▶ [Task to complete]
Begin at the line with "Accessibility service: describe the location of man's hand" and output every line through the end of the records, exactly as given. Omit pictures.

▶ [Items from a data source]
== == ==

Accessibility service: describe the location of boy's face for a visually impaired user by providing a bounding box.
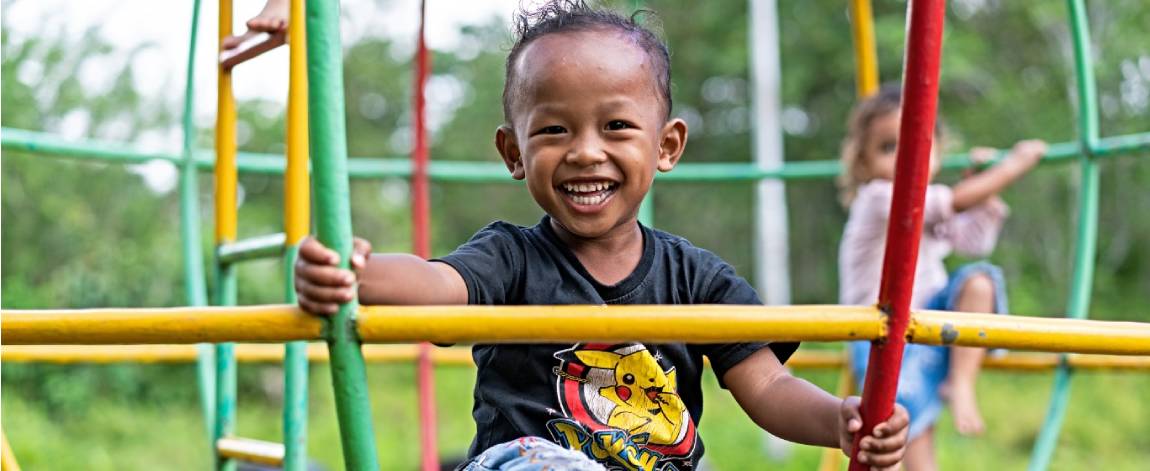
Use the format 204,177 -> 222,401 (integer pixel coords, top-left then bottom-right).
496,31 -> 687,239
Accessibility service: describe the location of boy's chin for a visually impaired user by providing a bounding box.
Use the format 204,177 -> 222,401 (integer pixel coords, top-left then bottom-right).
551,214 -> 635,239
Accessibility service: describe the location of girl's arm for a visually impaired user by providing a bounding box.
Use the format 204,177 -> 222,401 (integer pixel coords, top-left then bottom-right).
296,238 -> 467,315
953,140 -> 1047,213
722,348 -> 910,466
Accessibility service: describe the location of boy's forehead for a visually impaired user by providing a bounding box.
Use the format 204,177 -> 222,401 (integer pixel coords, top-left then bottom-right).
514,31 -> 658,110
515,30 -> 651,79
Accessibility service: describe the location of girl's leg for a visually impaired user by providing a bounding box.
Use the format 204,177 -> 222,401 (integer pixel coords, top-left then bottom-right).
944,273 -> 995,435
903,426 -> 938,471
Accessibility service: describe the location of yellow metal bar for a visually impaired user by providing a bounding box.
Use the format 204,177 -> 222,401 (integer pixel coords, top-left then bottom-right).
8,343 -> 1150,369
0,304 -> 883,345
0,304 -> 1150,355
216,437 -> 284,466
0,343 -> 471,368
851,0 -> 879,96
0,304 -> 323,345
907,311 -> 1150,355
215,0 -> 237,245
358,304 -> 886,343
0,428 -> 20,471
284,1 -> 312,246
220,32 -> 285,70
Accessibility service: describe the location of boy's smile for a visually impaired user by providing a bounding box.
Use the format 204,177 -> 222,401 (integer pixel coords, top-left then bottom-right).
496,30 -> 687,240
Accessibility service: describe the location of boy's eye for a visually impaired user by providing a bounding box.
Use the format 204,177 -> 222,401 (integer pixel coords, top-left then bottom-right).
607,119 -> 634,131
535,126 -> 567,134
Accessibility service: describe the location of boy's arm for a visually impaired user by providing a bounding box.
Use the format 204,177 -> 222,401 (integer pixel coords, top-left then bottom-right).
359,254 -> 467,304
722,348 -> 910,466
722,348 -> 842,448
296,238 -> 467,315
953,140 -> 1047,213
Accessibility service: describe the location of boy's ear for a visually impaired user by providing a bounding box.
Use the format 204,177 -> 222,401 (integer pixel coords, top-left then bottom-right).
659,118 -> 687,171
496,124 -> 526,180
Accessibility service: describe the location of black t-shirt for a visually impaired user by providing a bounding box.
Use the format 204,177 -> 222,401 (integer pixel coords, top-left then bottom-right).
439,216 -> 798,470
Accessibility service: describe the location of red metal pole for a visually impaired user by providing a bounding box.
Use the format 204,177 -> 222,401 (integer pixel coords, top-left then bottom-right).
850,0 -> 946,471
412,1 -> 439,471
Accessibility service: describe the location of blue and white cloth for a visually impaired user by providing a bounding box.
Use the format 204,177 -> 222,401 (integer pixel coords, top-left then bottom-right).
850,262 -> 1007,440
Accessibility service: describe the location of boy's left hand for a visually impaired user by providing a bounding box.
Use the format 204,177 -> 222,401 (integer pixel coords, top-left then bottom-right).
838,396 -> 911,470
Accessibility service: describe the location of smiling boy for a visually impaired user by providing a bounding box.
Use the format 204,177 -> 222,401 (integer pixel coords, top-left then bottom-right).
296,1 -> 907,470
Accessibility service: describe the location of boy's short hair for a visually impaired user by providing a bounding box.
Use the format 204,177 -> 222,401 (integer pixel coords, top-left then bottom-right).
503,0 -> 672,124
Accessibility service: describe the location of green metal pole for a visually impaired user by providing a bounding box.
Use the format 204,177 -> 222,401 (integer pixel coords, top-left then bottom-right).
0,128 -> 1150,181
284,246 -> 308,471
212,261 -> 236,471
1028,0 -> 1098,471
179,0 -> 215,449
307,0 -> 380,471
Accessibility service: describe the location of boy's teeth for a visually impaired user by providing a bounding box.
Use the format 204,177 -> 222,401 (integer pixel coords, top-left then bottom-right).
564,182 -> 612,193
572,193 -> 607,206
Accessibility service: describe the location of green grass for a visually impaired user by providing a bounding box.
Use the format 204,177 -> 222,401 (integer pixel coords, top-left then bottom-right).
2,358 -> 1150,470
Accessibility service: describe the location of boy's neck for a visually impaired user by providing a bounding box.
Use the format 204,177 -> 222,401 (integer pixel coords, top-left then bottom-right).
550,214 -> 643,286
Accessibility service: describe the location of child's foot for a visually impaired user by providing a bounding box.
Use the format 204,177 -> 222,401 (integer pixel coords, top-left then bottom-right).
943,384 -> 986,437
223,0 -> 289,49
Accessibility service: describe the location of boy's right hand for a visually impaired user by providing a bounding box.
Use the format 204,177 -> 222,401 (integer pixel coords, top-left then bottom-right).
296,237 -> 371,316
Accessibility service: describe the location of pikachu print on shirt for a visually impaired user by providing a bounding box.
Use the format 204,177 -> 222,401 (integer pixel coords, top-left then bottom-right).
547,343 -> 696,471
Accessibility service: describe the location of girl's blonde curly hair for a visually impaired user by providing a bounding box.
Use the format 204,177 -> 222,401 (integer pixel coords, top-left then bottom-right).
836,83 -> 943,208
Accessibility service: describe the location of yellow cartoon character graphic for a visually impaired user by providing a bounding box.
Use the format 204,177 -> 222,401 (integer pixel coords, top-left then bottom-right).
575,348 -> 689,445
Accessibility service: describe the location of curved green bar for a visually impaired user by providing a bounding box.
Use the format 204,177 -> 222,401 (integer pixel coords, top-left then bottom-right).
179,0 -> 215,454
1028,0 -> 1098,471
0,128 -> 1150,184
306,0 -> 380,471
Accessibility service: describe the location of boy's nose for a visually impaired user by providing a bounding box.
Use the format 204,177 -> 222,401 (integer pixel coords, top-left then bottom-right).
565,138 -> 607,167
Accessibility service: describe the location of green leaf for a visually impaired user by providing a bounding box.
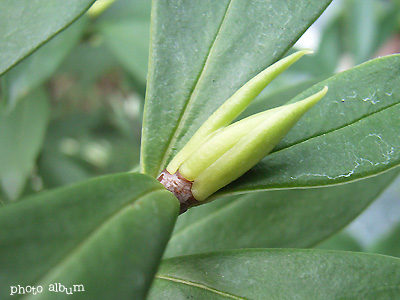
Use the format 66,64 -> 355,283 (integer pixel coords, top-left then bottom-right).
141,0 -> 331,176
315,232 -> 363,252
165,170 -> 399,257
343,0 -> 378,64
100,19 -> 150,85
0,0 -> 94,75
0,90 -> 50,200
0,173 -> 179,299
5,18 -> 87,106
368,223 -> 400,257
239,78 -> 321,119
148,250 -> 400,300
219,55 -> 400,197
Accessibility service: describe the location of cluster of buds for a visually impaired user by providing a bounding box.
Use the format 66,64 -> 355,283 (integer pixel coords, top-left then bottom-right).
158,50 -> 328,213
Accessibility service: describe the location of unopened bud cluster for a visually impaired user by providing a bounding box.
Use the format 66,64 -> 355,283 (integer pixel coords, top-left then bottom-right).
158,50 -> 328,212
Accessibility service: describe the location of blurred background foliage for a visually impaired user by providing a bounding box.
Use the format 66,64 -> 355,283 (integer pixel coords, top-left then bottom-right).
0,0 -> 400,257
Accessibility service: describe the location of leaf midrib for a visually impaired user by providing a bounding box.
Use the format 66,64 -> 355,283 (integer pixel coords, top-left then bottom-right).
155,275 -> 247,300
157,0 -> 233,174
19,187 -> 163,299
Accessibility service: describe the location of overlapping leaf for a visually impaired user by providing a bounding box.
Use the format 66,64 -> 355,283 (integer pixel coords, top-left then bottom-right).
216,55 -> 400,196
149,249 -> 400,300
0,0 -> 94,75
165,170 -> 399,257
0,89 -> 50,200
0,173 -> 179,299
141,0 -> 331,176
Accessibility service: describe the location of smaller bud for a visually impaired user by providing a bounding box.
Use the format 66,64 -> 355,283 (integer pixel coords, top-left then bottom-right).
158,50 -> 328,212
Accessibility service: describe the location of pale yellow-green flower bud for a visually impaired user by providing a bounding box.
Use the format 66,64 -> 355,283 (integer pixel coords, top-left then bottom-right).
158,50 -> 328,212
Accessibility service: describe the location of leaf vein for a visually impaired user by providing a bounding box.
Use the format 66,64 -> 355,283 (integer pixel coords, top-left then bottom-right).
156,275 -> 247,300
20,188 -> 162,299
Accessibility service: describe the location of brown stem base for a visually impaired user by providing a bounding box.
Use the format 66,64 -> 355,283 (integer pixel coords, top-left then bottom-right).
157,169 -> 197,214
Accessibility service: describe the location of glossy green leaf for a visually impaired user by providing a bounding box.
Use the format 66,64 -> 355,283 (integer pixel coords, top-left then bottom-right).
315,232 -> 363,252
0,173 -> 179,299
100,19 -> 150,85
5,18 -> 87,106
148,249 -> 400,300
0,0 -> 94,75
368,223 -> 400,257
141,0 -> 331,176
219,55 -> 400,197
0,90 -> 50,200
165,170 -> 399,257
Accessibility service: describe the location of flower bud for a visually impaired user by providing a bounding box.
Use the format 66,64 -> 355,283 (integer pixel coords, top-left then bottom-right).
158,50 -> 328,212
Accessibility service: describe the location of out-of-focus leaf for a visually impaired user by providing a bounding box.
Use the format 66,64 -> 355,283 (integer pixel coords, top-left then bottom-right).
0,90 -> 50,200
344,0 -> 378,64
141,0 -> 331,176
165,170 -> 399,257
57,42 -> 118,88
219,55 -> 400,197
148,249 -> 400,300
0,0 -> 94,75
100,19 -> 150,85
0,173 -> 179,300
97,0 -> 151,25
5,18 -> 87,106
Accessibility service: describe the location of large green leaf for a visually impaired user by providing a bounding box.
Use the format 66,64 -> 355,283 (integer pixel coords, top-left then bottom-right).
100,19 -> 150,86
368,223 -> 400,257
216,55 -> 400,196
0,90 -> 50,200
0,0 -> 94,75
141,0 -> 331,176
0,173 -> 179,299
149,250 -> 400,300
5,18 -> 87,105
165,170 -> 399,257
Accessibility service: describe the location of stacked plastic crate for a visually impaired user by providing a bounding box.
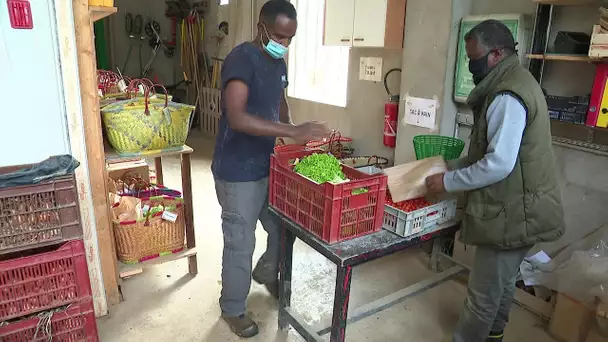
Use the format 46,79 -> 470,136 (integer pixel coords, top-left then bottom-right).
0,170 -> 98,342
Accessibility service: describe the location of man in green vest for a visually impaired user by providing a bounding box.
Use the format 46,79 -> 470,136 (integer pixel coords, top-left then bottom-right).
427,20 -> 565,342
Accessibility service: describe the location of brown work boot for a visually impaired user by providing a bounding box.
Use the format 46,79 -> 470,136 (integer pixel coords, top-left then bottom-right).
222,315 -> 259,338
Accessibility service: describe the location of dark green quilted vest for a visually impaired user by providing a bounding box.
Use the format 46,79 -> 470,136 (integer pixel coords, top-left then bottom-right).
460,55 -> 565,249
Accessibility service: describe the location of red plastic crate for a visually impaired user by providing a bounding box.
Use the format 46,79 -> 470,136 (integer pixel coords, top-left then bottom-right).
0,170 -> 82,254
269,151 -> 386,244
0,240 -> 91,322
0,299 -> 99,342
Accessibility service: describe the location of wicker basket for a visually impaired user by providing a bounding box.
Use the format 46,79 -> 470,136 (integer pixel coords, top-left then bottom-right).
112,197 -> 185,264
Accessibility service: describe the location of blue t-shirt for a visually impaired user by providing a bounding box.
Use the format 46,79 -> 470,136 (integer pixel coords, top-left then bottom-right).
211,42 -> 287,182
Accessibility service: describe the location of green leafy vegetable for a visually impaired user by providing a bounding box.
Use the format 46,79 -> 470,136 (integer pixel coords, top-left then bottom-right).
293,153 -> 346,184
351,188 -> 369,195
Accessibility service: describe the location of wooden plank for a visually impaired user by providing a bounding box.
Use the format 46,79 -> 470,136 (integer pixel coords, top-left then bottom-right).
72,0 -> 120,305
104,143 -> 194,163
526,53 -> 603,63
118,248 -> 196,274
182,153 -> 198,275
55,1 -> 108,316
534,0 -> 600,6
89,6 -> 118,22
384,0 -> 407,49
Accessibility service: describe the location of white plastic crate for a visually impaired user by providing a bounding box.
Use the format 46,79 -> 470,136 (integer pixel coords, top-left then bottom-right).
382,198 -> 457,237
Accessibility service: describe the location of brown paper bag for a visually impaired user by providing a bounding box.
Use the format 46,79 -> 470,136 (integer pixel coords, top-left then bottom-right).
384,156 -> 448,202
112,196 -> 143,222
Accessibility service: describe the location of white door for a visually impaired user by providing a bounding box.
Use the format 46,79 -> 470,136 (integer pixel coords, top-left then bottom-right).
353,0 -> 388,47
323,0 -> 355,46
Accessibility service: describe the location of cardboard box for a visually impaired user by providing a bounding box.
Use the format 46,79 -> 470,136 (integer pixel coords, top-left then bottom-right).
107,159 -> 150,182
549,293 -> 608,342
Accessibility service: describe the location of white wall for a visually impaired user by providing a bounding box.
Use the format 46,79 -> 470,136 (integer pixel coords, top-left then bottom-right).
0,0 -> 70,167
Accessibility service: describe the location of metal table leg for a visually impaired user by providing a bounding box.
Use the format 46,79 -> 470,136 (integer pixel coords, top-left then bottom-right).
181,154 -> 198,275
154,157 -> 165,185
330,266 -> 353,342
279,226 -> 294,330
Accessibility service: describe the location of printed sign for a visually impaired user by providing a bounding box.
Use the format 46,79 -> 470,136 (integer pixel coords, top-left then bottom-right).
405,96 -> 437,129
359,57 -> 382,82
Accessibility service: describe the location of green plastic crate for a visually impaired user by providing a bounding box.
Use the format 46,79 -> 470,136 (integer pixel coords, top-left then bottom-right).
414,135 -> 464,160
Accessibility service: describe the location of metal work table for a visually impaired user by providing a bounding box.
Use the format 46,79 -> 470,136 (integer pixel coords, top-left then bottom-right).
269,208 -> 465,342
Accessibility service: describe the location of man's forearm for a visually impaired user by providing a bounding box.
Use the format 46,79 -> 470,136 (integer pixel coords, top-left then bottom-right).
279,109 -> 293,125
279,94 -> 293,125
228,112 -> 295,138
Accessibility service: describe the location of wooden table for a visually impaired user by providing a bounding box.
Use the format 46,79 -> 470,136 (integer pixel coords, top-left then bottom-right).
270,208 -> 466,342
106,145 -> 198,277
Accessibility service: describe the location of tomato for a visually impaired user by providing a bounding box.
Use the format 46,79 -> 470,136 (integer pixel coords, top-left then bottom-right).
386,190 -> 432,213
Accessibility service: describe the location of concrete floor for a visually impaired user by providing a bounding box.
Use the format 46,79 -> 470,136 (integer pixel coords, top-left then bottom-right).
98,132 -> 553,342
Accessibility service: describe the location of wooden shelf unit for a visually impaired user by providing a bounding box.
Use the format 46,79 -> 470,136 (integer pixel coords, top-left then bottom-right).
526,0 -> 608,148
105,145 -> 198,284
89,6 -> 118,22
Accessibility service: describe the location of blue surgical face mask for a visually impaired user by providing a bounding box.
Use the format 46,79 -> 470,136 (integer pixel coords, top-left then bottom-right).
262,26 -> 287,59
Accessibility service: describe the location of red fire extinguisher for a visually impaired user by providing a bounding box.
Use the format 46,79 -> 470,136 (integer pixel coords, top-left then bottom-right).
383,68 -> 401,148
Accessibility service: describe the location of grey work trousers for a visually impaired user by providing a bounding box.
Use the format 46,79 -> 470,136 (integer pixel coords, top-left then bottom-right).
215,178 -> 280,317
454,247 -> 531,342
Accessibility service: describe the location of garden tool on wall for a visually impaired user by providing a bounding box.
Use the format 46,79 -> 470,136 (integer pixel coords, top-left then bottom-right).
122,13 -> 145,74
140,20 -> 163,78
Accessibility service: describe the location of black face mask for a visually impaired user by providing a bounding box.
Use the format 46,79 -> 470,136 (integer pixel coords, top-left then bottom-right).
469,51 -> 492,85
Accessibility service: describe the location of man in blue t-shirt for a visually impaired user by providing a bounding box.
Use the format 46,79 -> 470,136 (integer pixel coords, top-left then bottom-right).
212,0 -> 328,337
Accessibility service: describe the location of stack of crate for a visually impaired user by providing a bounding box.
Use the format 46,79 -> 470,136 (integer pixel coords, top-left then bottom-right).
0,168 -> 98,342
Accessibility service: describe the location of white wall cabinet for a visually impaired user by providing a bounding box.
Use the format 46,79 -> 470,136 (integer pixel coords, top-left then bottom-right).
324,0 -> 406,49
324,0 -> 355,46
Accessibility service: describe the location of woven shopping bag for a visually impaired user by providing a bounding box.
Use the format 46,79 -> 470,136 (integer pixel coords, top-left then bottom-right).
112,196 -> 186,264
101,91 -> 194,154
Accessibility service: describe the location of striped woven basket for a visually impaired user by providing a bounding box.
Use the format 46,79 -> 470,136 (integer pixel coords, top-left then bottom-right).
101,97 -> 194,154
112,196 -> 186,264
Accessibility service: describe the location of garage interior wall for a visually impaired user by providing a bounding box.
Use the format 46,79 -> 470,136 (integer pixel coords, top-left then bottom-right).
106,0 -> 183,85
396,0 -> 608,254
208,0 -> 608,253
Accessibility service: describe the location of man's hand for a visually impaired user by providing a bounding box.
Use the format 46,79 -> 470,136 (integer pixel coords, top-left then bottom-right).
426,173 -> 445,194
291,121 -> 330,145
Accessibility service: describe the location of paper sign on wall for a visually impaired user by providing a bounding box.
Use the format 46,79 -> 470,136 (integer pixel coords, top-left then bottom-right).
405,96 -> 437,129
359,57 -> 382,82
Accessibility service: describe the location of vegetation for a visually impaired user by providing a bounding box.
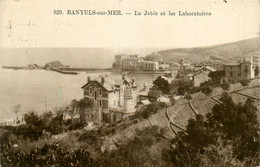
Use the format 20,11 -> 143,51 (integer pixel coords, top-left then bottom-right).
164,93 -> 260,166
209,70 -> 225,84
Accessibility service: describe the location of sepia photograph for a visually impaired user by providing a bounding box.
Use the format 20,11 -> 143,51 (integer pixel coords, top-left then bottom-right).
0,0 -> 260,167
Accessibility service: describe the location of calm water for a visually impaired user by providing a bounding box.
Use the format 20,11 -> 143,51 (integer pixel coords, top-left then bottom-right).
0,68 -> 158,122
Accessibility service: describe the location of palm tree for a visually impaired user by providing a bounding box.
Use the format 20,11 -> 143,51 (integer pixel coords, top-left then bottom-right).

== == ==

▶ [Solution]
Accessibility service: describe the location of man's hand for a visually impaired user by providing a bounding box.
Use the format 46,79 -> 470,136 (integer pixel coords, top-left then bottom-right).
426,173 -> 445,194
291,121 -> 330,145
Accessibility service: describe the location of paper sign on wall for a visually impaired user by providing a bounding box.
Use the format 46,79 -> 470,136 (integer pixel coords, top-left then bottom-right).
405,96 -> 437,129
359,57 -> 382,82
Accessibility service: describe the location of vegetation for a visually impaired user by providing a bounding box.
Use the format 20,11 -> 143,51 (integer pixel coords, top-left then bottom-right).
164,93 -> 260,166
209,70 -> 225,84
Accessibility service: describe the location of sepia photograph for a visually impaired user by providing a bounding box.
Use the format 20,11 -> 143,51 (integer pixel coords, top-left then bottom-right).
0,0 -> 260,167
Accessibility service: describe the location of calm water for a visually impaired user by providing a bounding box.
Use the format 20,11 -> 143,51 (integer pixel coords, top-left then bottom-right).
0,68 -> 158,122
Accessibility service: describe the location of palm tree for a visually impaired user by providing a bounding box.
Use the format 20,11 -> 143,51 (integer pixel coords, top-left then bottom-right).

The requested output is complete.